Written exercise: Please gather every line in the data below that contains the word "query", and copy each of those lines out. Case must match.

Input records:
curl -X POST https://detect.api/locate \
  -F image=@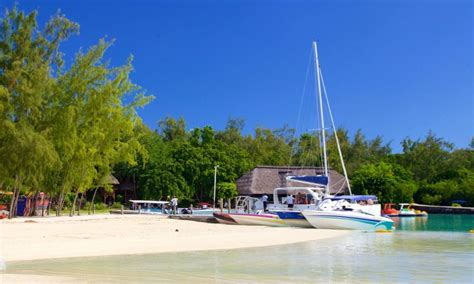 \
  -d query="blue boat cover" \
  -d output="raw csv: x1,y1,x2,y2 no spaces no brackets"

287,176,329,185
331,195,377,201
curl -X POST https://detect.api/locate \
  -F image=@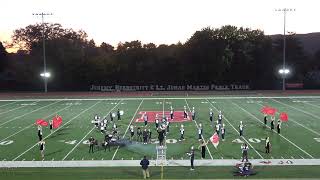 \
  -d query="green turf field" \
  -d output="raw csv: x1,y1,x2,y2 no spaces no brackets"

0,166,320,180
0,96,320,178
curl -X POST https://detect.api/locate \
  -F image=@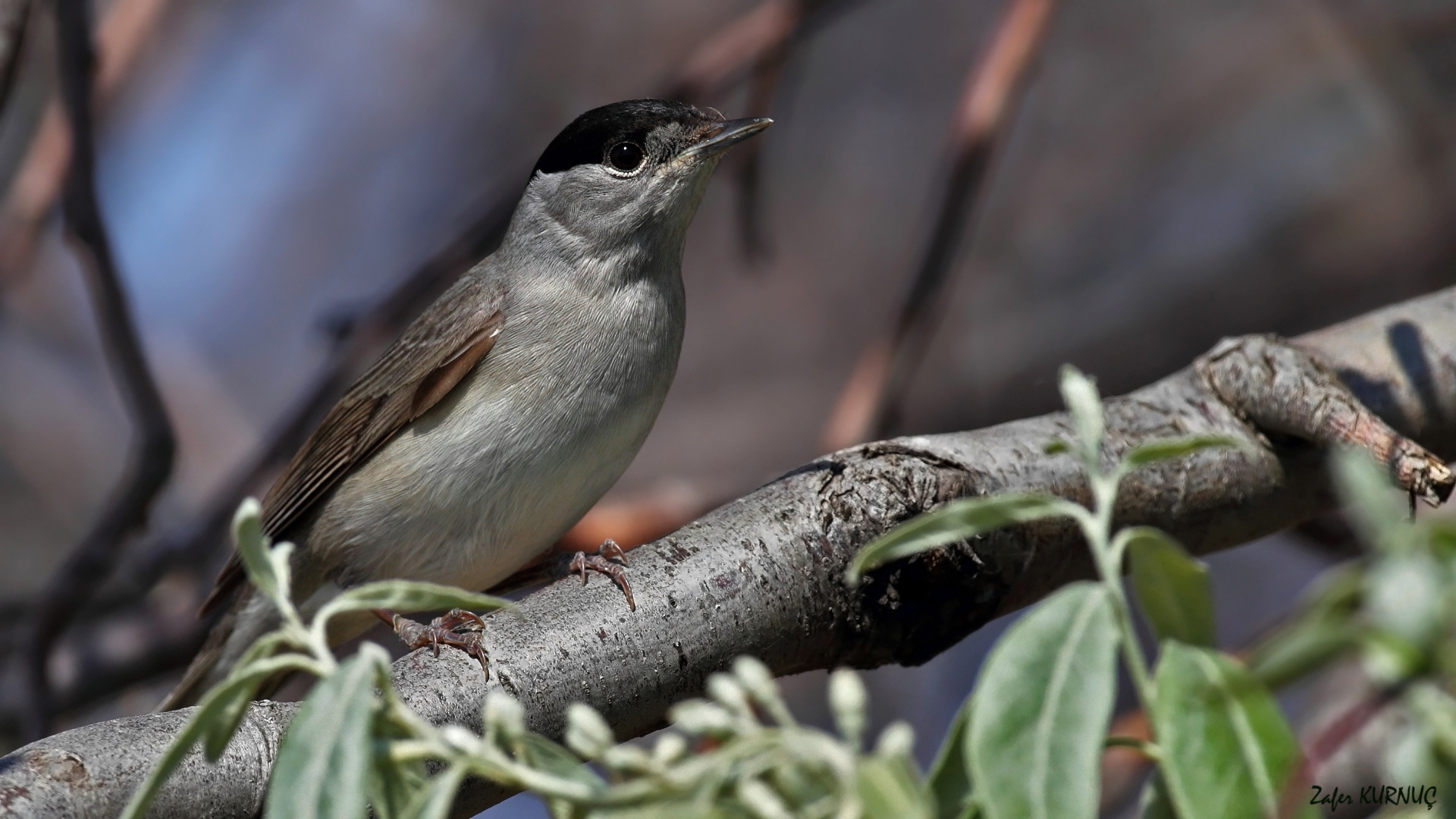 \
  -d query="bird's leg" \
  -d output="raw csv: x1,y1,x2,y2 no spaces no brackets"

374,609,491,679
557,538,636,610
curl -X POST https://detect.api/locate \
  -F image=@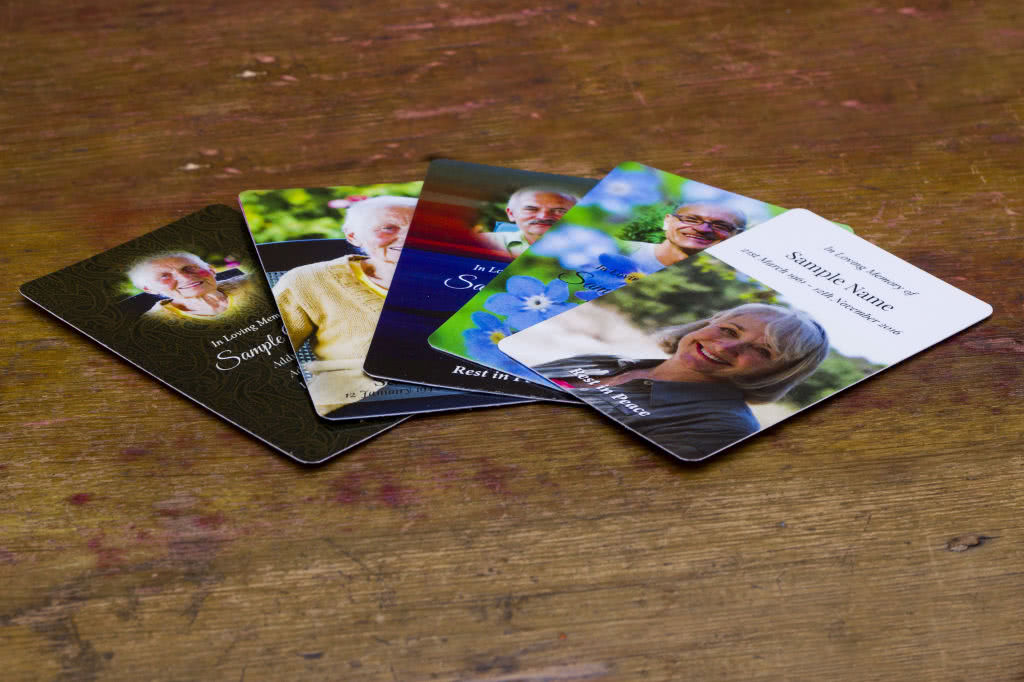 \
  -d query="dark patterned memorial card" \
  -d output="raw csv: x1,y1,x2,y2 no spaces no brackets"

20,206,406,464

Exercise solution:
  -d query="blue boat cover" \
  -d query="green turf field" \
  -d query="bird's leg" \
  -d query="dark patterned memorial card" \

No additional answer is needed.